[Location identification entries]
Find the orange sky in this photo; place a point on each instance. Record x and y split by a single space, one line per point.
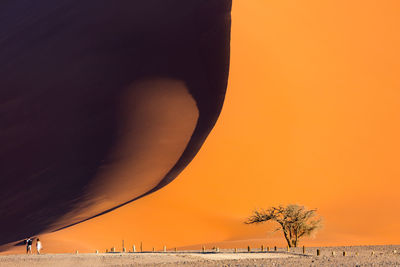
311 117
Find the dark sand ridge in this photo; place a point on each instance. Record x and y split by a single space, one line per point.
102 102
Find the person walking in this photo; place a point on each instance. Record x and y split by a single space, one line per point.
38 245
29 242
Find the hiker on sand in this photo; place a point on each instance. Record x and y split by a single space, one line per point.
38 245
29 242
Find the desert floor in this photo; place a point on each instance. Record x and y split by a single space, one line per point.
355 256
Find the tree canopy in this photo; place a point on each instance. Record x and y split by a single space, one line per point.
295 221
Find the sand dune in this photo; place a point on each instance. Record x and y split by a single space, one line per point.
102 102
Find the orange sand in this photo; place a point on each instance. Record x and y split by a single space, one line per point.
311 117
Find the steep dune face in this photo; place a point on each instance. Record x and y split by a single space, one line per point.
102 102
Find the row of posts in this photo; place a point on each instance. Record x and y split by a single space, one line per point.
216 249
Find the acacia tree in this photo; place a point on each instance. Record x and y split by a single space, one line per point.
295 221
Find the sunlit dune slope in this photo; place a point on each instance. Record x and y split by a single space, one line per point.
102 102
311 117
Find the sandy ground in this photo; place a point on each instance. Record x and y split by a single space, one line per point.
355 256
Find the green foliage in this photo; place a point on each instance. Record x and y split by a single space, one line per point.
295 221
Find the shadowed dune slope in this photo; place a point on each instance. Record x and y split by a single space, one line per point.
102 102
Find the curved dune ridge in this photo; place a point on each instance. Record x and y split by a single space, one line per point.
102 102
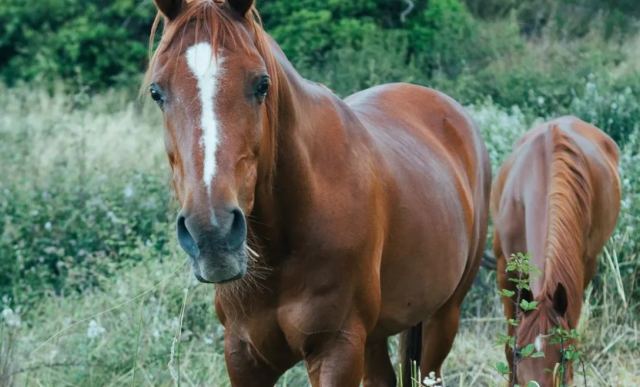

To be done
Rewrite the whole listing above, changing "in this photo" to "in the image" wherever it occurs and keeping everything else the same. Leave the pictures out of your answer.

Solved problem
Find the orange sky in the image; place a point on each instance. Record x and y split by a single space, one line per point.
311 117
Find the dark sand ridge in the image; place a point on each instance. Record x and y split by a single space, one line per point.
102 102
Find the person walking in the image; place a point on each instance. Record x and y split by a single space, one line per point.
38 245
29 242
Find the hiker on sand in the image; place a point on each instance. Record x and y split by a single space, one line per point.
38 245
29 242
Find the desert floor in the image; place a point on each instance. Record x and y split by a single space, one line per point.
355 256
Find the tree canopy in the image; place a point on each instance. Record x and y split by a single space, one line per point.
295 221
Find the sand dune in the image; place a point on each instance. Record x and y split by a single space, one line per point.
102 102
Find the orange sand in the image; place a point on each instance. Record x and y split by a single space, one line per point.
311 117
Find the steep dune face in the image; place a point on each instance. Record x and y split by a single space, one line per point.
102 102
Find the row of posts in the image; place a point on each instance. Record x and y split by a single space, one line per point.
216 249
Find the acacia tree in the image; place a point on each instance. Record x and y split by a single space, one line per point.
295 221
Find the sunlit dune slope in the image; place a point on each instance. Record x and y split by a single space, one line per point.
102 102
311 117
Find the sandy ground in the image; place a point on each instance. Record x and y split by a single space, one line per point.
355 256
Find the green foliage in the image; place a point on each instance. Record x and y split by a single space, one line per point.
295 221
Find the shadowed dune slope in the image; place a point on each instance. Record x and y split by a single space, one line per point.
102 102
Find the curved dune ridge in the image; place a point on each instance. Record x and y split by a single space, one line per point.
102 102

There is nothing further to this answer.